### Problem set
1. Translate this sentence from the text on non-Hodgkin lymphoma into Spanish: "No group of occupational exposures is likely to affect all of these populations."
2. Reproduce the portion of the text on non-Hodgkin lymphoma that opens with the words containing "Nonetheless, although occupational" and closes with "the general population.".

### Source text
The incidence of non-Hodgkin lymphoma (NHL) has increased markedly over the past four decades in most countries.1 The HIV epidemic contributed to this increase, beginning in the 1980s, but the remainder is largely unexplained. The remaining increase does not appear to be due to diagnostic changes and it cannot be strictly due to genetic factors because gene frequencies do not change rapidly enough to cause such large changes in rates over such a short period of time. We must, therefore, look to changes in the level and/or distribution of environmental factors to explain these rate increases. Possible environmental risk factors include occupational and environmental chemicals, microbes, diet, physical inactivity, and other lifestyle factors.

Although occupational exposures may contribute to the development of NHL, they are unlikely to explain the worldwide rise in incidence because the increase occurs among men and women and in developed and developing countries. No group of occupational exposures is likely to affect all of these populations. More widely spread exposures among the general population, such as viruses, diet, lifestyle activities, and general environmental chemicals, are more likely candidates.

Nonetheless, although occupational exposures may affect a smaller proportion of the population than general environmental exposures, studies in the workplace have played an important role in the identifying and characterising environmental carcinogens in the past and should be able to also contribute to the understanding of the rise in NHL incidence. Industrial chemicals move from contained locations at the worksite to the general environment through routine emissions, accidents, inclusion in commercial products, and storage at waste sites. Because workers often experience higher and more prolonged levels of exposure than the general population, they have long served as sentinels for chemical hazards in the general population.

The article by Mester and colleagues2 is another attempt to use the workplace to develop aetiological clues and provide leads for future studies to identify new environmental risk factors for NHL. They found elevated risks for NHL associated with several occupations (farmers, glass formers, and construction workers) and industries (food, beverage, tobacco, paper, printing, metal, and chemical). Some of these groups have been linked with NHL in other studies and are suggestive of possible hazards including pesticides, metals, particulates, engine exhausts, dyes and pigments, and solvents. Despite many leads from this and other studies, the literature on occupational exposures and risk of NHL is inconsistent. No workplace exposures have been conclusively identified as causal factors.3

If occupational and environmental chemicals make an important contribution to the aetiology of NHL, clear identification of such factors in future investigations probably requires two components. The first is investigation of risks among diagnostic subcategories of NHL, as in the Mester and colleagues2 paper. This is critical because there is growing evidence that the different subtypes of NHL have different aetiologies.3 The distribution of subtypes also varies geographically in the United States4 and probably elsewhere as well. In addition, new molecular techniques suggest that NHL may be even more varied than previously thought.5 Future investigations need to characterise subtypes as precisely as possible. This requires large numbers of cases for study. International consortia of NHL studies—that is, EPILYMPH and INTERLYMPH, can provide these numbers and are being used for this purpose.

### Information provided
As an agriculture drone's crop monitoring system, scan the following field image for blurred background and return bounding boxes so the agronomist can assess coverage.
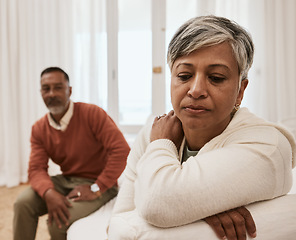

### Answers by item
1. Es poco probable que algún grupo de exposiciones ocupacionales afecte a todas estas poblaciones.

2.
Nonetheless, although occupational exposures may affect a smaller proportion of the population than general environmental exposures, studies in the workplace have played an important role in the identifying and characterising environmental carcinogens in the past and should be able to also contribute to the understanding of the rise in NHL incidence. Industrial chemicals move from contained locations at the worksite to the general environment through routine emissions, accidents, inclusion in commercial products, and storage at waste sites. Because workers often experience higher and more prolonged levels of exposure than the general population, they have long served as sentinels for chemical hazards in the general population.